**What needs to be done**
Print out the data below in full and exactly, skipping the pictures.

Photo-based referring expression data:
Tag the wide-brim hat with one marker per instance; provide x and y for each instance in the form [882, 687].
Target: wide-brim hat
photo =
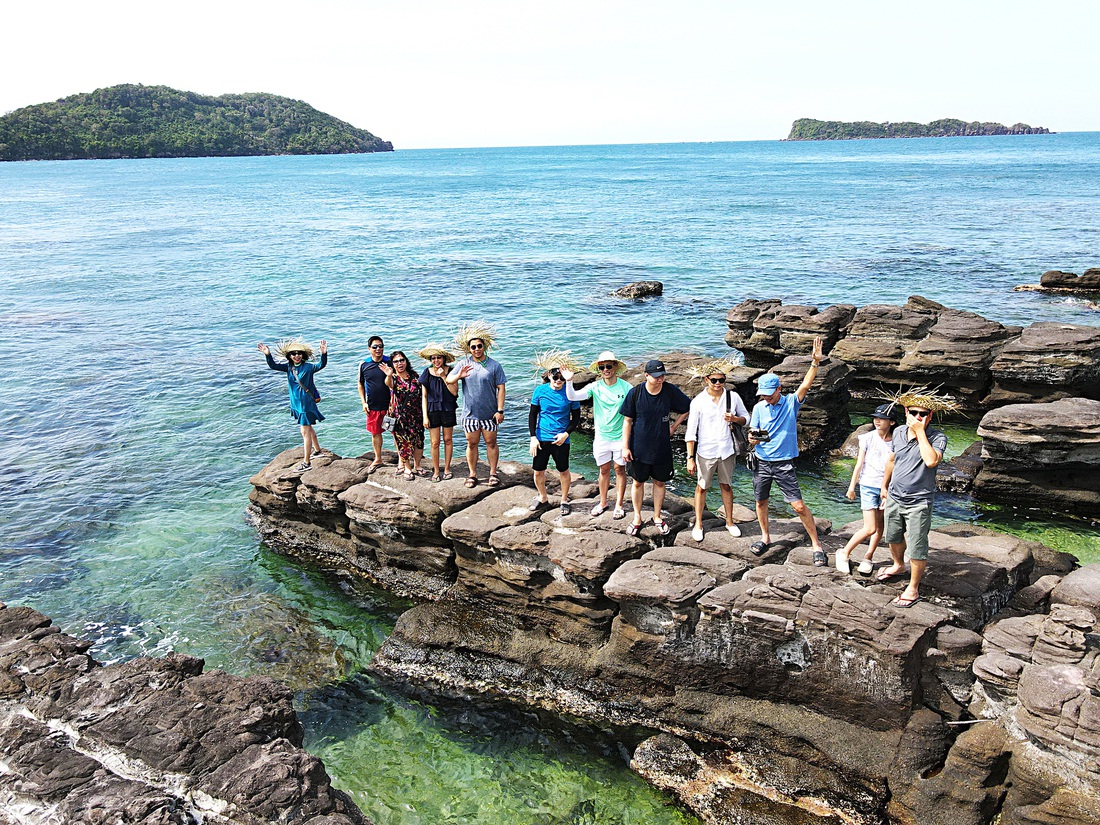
[430, 350]
[469, 331]
[604, 358]
[294, 344]
[928, 398]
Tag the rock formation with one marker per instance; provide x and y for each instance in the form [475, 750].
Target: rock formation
[1044, 454]
[982, 363]
[779, 688]
[639, 289]
[152, 741]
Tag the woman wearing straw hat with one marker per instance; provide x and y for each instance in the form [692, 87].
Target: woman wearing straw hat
[304, 397]
[439, 405]
[607, 395]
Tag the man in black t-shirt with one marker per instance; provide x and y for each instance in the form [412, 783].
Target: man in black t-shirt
[647, 442]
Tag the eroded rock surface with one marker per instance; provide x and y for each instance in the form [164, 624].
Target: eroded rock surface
[152, 741]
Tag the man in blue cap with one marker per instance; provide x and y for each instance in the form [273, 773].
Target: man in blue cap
[777, 415]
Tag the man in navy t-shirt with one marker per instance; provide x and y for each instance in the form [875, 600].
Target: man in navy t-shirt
[647, 442]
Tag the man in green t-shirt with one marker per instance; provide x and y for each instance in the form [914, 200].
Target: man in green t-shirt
[607, 395]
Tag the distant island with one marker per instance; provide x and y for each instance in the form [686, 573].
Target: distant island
[156, 121]
[807, 129]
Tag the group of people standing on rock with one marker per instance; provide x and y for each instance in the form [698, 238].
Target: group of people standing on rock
[895, 468]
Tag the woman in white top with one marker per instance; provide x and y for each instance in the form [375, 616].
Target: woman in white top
[875, 448]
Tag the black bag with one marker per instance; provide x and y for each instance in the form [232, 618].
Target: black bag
[737, 431]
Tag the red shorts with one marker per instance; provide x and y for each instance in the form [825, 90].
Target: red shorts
[374, 421]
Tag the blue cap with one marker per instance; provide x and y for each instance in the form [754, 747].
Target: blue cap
[767, 384]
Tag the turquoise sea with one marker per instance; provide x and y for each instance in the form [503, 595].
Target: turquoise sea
[133, 293]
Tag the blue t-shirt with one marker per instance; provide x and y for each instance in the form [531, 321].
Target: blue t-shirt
[781, 420]
[554, 409]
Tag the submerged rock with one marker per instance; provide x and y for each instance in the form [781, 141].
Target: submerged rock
[149, 741]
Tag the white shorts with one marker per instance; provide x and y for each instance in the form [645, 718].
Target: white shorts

**Task response**
Tag the wide-brim hat with one marker per instance; provide x and y for each instance in the form [882, 687].
Target: wide-brim hat
photo =
[430, 350]
[469, 331]
[604, 358]
[294, 344]
[928, 398]
Tag the rock formation with one marker per instance; provide x and y for each instance in the form [475, 750].
Target: rock formation
[1044, 454]
[982, 363]
[779, 688]
[639, 289]
[152, 741]
Tag the woman wearing straw hat with one marker per instance; provide x and y for each instance in the form [692, 87].
Target: woman wearing straw hat
[304, 397]
[439, 405]
[607, 395]
Tag the man in black t-shirt with one marker per instance; provide x and y for each instance in the form [412, 783].
Target: man in black t-shirt
[647, 442]
Tag the eroded rock surface with one marker per instance; provide x and y for each instance in the form [164, 624].
Target: eroded rock surface
[152, 741]
Tag the man in blue cap with one marker per instance; provide x and y for each instance in the form [273, 773].
Target: man in blue cap
[777, 415]
Tag the man in navy t-shirt with one marker per instance; provide x and y for each instance in the form [875, 600].
Target: man in navy t-shirt
[647, 442]
Tag the man in green t-shirt with one marker per instance; provide x and y for each instance in the form [914, 200].
Target: man in green t-shirt
[607, 395]
Tag the distant island with one marker per instance; provide x and y for each instance in the form [686, 573].
Target: distant island
[156, 121]
[807, 129]
Tag the group of people standing on rock with one marker per instance; provide x and y for each instance in the form [698, 238].
Target: group of people standing on rock
[895, 468]
Tag the woman in white top with one marker per instance; provide x and y for each instance in the form [375, 616].
Target: woman in white top
[875, 448]
Tag the black bag with one marker per instance; provide x and y for each instance in the form [232, 618].
Target: black bag
[737, 431]
Tag the red shorts with one marker per instance; provide x and y for each instance in the form [825, 90].
Target: red shorts
[374, 421]
Tag the blue cap with one marker per instance; provide x and y for each instance in the form [754, 747].
Target: blue cap
[767, 384]
Tag the turquoise sea with one marker per instance; provide x and y for each instance in the form [503, 595].
Target: turquoise sea
[133, 293]
Tag the blue t-shirt with one marker per instance; provide x and y for each instance in the form [531, 321].
Target: blue t-shirt
[781, 420]
[554, 409]
Tag the submerged rock with one marker per instance; provide x and y for each instance in the form [781, 141].
Target: submerged rock
[149, 741]
Tag the white shorts with one marker per instance; provide x and y for each instance in the form [645, 718].
Target: white shorts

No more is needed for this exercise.